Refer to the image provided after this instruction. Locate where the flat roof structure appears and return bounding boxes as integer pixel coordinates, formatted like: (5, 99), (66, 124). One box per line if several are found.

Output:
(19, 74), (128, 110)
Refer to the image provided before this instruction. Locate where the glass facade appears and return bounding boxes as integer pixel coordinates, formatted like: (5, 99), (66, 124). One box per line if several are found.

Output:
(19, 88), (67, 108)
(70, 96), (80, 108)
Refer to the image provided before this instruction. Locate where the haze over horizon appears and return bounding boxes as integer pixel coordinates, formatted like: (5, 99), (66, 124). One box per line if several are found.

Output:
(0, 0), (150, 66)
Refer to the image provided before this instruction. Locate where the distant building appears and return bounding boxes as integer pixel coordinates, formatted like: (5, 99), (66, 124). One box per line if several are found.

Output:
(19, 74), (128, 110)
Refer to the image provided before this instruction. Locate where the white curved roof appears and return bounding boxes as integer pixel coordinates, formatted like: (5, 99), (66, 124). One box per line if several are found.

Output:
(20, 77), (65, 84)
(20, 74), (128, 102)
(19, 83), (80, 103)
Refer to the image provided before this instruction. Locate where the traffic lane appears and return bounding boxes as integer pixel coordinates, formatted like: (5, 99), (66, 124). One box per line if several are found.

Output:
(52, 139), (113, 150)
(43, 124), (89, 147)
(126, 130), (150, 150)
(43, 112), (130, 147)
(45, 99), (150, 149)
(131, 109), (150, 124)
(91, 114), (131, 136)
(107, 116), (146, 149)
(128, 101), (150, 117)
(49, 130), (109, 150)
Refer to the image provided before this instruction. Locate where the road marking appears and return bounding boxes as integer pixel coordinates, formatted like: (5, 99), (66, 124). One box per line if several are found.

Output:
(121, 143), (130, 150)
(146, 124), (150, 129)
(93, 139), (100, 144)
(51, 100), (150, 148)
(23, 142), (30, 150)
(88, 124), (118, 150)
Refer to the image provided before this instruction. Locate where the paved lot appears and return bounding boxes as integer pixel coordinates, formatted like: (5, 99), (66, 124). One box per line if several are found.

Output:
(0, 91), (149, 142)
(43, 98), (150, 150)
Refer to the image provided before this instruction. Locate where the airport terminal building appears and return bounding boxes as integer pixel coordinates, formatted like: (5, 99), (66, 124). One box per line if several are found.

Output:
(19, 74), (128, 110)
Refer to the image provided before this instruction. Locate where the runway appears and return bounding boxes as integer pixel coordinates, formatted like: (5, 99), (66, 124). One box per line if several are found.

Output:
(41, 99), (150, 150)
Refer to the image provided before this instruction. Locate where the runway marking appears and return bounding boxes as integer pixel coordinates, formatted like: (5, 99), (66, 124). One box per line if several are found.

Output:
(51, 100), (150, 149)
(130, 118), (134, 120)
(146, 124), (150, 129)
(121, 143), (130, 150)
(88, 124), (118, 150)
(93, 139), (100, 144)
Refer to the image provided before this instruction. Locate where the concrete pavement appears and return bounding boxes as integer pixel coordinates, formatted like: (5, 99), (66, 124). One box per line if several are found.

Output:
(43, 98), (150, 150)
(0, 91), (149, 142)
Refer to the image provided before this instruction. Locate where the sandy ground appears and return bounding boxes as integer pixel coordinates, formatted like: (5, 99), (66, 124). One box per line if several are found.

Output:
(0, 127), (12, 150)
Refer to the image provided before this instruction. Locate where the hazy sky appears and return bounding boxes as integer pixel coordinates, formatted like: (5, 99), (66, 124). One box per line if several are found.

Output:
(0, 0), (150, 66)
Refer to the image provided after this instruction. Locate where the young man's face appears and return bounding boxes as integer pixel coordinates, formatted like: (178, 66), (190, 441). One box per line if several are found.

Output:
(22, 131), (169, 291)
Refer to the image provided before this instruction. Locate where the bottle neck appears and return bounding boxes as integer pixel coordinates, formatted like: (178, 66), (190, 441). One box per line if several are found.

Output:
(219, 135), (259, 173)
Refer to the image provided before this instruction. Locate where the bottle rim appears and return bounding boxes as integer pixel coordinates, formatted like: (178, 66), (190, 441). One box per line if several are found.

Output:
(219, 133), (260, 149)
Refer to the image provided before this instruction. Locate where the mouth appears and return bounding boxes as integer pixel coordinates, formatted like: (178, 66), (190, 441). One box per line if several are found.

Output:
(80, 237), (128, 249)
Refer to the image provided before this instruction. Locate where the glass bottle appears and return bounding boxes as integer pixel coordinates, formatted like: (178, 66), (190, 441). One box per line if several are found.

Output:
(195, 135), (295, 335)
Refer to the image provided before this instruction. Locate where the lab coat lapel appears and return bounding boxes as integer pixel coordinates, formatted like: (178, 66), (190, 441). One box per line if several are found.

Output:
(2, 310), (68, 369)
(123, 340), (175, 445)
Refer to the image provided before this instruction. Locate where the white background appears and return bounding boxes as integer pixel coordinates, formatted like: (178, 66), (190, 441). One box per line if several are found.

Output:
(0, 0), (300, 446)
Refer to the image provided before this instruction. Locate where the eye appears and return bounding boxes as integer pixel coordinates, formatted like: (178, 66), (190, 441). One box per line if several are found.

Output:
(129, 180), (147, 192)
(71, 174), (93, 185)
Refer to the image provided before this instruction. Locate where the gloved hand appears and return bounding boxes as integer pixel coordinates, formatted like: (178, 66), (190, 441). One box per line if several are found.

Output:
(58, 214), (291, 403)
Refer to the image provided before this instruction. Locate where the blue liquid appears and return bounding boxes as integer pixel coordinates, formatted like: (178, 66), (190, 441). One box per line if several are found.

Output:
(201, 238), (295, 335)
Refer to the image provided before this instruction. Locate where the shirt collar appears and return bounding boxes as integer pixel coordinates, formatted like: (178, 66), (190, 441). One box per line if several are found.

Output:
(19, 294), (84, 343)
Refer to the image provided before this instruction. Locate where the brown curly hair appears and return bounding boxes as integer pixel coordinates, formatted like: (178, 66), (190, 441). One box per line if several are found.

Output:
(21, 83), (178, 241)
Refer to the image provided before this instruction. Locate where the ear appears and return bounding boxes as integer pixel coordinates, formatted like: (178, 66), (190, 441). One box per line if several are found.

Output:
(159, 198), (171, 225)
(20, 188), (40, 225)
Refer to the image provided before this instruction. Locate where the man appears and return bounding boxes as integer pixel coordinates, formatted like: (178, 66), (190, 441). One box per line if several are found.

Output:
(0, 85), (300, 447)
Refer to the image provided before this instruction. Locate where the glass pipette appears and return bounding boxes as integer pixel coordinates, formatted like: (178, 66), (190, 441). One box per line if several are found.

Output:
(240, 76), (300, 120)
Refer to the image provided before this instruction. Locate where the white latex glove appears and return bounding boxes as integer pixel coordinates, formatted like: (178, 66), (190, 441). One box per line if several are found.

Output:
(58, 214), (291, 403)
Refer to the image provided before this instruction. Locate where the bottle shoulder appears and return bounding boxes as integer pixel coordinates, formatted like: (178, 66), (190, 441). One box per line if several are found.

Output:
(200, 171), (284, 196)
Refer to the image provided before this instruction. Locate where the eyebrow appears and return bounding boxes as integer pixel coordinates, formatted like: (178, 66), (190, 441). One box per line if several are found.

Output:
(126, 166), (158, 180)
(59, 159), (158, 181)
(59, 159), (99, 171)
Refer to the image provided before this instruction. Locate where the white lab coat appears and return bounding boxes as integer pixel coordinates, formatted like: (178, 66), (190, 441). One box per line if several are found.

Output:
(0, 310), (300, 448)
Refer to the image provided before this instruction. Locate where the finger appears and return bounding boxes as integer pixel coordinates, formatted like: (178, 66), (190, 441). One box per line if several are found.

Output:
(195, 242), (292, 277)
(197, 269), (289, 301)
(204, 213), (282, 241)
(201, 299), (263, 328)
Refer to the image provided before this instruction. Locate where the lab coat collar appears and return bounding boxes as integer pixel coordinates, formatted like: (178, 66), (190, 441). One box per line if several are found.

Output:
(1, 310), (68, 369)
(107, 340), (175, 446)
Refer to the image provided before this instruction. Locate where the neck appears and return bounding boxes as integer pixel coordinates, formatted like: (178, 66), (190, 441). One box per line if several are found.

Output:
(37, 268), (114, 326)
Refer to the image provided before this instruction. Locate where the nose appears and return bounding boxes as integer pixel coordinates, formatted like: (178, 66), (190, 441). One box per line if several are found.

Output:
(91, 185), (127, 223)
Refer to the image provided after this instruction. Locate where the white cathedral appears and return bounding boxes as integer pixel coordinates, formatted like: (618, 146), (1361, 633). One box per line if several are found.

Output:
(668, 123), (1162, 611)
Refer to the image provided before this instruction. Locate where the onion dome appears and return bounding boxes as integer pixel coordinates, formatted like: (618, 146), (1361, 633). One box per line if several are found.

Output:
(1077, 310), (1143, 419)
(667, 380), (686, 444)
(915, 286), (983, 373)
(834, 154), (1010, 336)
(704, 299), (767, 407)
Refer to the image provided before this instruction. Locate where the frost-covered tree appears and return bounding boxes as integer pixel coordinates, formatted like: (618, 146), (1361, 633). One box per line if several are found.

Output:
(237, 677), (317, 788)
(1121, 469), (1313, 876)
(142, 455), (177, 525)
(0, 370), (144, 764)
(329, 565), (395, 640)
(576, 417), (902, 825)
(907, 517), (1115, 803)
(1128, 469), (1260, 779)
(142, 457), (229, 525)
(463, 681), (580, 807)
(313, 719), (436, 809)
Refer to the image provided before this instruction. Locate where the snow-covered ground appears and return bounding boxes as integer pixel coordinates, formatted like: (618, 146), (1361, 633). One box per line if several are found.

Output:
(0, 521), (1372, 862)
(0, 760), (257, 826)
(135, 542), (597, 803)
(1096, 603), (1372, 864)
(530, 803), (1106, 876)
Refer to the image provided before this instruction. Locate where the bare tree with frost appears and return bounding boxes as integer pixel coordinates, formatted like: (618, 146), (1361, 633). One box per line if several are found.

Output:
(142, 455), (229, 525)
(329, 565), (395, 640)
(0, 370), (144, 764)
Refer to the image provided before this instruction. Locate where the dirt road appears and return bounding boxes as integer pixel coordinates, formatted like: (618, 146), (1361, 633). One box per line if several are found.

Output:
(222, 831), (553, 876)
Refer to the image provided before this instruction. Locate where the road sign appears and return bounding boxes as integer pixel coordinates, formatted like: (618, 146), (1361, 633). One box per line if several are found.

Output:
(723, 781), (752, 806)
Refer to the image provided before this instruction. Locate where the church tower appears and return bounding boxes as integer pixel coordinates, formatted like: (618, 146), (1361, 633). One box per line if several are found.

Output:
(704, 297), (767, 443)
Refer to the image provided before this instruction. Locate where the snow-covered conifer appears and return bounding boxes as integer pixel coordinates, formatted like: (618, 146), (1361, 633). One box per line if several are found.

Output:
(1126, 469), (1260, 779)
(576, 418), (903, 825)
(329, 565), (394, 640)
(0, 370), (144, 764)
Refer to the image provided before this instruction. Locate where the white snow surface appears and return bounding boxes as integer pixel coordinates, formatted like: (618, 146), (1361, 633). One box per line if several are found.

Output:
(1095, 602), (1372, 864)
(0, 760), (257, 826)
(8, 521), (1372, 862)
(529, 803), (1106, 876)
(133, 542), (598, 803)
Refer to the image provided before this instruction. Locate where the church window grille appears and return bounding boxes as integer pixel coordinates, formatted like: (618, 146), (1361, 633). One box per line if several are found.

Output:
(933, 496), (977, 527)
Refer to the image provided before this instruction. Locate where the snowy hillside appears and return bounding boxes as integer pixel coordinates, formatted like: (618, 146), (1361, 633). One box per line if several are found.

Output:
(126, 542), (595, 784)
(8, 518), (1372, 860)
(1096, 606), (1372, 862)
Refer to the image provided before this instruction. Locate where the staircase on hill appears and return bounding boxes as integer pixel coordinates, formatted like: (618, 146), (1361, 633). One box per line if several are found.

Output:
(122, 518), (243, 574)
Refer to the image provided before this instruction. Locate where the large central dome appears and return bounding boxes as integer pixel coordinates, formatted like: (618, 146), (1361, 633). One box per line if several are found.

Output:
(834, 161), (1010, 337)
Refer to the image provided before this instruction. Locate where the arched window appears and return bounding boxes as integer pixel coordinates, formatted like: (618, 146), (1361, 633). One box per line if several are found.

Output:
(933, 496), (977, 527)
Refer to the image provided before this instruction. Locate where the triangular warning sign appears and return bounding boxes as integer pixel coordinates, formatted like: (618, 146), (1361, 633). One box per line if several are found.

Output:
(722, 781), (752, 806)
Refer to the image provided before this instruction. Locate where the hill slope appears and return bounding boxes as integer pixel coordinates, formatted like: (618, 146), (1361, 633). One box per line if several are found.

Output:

:::

> **Set exercise**
Put the lines between the one containing "where the man" and the one containing "(59, 159), (99, 171)", inclusive, into a Markdown table with the columns Number and Line, leaving out any blank lines.

> **Exercise answer**
| Number | Line |
|---|---|
| 1 | Refer to the image provided before this instruction. Locate where the man appears and return bounding boxes as integer pixel coordinates, formatted like: (178, 66), (190, 441). One box per line if several are found. |
| 2 | Output: |
| 3 | (0, 85), (300, 447) |
| 4 | Refer to the image provided before this instruction. Locate where the glass pipette appears and return bounding boxes as integer pixel coordinates, formatted like: (178, 66), (190, 441). One box per line if several are found. |
| 5 | Output: |
| 6 | (240, 76), (300, 120) |
| 7 | Refer to the image provided before this instruction. Locate where the white latex glove appears and return bounding boxes as integer pixel coordinates, formatted like: (178, 66), (190, 441). One box per line if several are found. |
| 8 | Output: |
| 9 | (58, 214), (291, 403) |
| 10 | Refer to the image provided before this instruction. Locate where the bottle shoulder appears and return bounding boxes as integer pixel coordinates, formatted like: (178, 66), (190, 441). One box per line if several are found. |
| 11 | Output: |
| 12 | (200, 171), (284, 196) |
| 13 | Refer to the image provided before this instruction. Locate where the eyebrow appears and return bounding boxes as integer pixel coordinates, formatted like: (178, 66), (190, 441). One box per line if several are found. |
| 14 | Output: |
| 15 | (126, 166), (158, 180) |
| 16 | (59, 159), (158, 181) |
| 17 | (59, 159), (99, 171) |